**Raw data**
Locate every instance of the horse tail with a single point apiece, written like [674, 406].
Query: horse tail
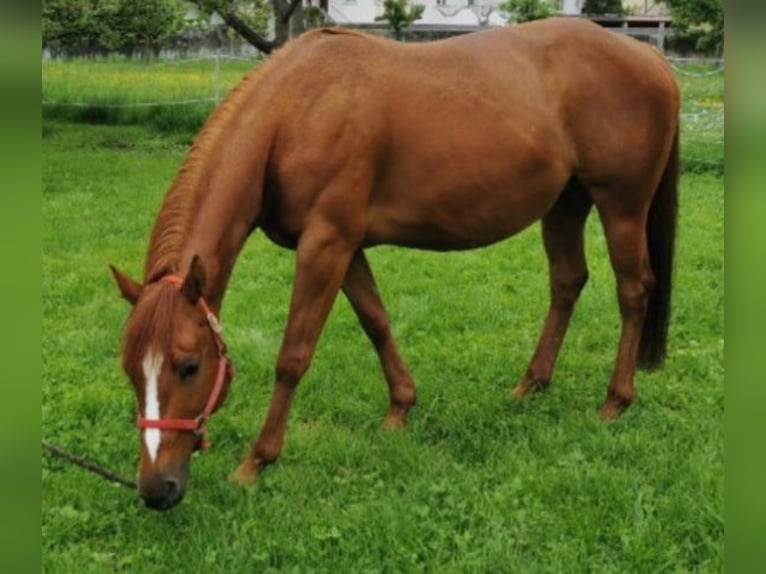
[660, 234]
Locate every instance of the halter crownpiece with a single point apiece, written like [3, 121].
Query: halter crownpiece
[224, 375]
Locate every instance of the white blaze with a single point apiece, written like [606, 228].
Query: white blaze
[152, 364]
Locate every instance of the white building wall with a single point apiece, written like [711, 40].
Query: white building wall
[458, 12]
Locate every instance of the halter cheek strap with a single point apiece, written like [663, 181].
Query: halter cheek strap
[224, 375]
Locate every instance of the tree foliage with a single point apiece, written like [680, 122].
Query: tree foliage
[399, 14]
[527, 10]
[603, 7]
[701, 21]
[100, 25]
[247, 19]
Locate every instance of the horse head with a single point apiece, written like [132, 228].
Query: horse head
[173, 354]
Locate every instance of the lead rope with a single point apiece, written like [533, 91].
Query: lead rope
[88, 465]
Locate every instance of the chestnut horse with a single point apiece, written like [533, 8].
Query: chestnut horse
[343, 141]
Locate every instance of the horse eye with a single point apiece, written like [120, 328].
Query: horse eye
[188, 369]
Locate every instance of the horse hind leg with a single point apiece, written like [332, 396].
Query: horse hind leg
[563, 237]
[625, 230]
[361, 291]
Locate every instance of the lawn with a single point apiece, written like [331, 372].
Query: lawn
[476, 483]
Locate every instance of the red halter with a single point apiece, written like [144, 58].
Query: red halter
[224, 375]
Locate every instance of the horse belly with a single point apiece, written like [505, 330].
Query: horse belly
[462, 217]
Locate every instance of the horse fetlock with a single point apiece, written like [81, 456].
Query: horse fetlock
[615, 404]
[248, 472]
[396, 418]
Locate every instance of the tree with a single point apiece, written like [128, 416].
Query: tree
[100, 25]
[241, 17]
[146, 24]
[78, 25]
[603, 7]
[399, 14]
[527, 10]
[701, 21]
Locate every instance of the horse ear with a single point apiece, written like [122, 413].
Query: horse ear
[129, 289]
[194, 282]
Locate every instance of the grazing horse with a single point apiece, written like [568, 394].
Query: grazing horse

**Directions**
Skip every line before the one containing "Query: horse ear". Retype that line and the rest through the last one exactly as they stand in the listing.

**Answer for this exercise**
Query: horse ear
[129, 289]
[194, 282]
Locate every instance of the grazing horse with a single point apiece, written like [568, 394].
Query: grazing horse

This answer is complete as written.